### How to complete this task
After locating the line that contains "x=137, y=276" in the data below, set down exactly that line and each one after it through the line that contains "x=102, y=29", and nothing more.

### Provided material

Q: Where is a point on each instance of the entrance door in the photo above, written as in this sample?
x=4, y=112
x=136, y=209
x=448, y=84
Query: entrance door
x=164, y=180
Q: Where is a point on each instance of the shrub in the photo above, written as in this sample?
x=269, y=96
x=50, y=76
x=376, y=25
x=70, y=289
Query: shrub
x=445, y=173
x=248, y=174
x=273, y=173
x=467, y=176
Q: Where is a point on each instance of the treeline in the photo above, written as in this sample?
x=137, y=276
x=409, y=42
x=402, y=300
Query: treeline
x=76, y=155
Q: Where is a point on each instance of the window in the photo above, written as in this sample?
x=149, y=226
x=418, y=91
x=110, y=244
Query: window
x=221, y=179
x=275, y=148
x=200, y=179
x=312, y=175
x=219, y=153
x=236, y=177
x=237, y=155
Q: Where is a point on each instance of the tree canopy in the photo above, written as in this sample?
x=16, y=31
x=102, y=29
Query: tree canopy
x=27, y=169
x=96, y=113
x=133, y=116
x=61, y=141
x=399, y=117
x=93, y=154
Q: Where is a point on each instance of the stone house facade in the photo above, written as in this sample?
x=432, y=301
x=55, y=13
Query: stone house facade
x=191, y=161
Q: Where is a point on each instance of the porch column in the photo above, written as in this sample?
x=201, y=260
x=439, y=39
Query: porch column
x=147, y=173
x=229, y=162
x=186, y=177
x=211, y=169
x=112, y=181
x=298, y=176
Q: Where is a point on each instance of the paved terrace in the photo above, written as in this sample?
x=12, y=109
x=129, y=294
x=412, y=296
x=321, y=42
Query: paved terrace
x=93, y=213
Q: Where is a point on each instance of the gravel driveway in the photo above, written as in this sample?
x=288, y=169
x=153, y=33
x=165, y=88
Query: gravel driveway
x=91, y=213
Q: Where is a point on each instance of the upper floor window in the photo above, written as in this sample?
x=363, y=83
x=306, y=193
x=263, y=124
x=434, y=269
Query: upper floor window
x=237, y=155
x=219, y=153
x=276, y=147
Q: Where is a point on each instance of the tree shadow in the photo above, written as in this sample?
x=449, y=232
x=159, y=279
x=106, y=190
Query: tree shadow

### Output for this task
x=137, y=276
x=409, y=42
x=402, y=300
Query: treeline
x=76, y=155
Q: Where is a point on each instance of the window in the photo above, written as in this sample?
x=149, y=226
x=418, y=91
x=110, y=244
Query: window
x=221, y=179
x=275, y=148
x=200, y=179
x=312, y=175
x=219, y=153
x=236, y=177
x=237, y=155
Q: Where is a point on each instance of the tree canopy in the photo above, written as in this sample?
x=16, y=31
x=102, y=29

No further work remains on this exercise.